Request
List every line below that contains the string "clear". Case counts, so a match must have the same uppercase and lowercase letters.

Dataset records
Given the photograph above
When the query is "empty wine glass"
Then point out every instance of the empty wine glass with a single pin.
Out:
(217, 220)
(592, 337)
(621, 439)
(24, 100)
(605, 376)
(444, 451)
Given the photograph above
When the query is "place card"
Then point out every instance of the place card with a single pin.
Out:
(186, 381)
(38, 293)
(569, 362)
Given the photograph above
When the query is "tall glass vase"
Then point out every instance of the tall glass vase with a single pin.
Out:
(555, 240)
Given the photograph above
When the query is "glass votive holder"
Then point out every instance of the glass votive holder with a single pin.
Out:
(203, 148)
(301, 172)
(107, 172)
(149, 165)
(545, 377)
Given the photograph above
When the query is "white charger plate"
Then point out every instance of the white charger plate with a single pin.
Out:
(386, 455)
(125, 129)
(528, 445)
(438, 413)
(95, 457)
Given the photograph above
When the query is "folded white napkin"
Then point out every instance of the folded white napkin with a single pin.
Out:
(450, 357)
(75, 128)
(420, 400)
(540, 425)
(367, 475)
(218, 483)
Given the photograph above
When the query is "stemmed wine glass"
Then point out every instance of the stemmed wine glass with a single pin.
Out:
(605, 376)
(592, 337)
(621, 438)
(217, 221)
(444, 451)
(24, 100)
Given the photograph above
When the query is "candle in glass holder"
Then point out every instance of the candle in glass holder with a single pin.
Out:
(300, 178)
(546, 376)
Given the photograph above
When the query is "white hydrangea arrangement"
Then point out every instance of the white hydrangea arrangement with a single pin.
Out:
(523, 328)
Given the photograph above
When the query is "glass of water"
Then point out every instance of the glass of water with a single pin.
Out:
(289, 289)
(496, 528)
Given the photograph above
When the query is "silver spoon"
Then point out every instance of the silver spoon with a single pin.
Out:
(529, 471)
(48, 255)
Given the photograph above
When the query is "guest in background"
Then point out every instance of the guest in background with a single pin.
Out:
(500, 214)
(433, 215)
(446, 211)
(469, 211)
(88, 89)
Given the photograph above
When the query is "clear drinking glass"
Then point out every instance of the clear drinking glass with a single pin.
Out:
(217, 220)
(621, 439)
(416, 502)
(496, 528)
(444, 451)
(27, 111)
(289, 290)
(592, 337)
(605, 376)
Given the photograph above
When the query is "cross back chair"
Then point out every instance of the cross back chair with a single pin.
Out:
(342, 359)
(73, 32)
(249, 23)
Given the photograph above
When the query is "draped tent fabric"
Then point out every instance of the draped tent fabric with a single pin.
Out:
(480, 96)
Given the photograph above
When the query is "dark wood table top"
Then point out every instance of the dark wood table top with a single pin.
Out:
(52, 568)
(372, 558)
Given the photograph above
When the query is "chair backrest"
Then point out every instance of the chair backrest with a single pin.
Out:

Written response
When the query is "clear drinking glass"
Then point out every instance of the clear drinking glass with a single pin.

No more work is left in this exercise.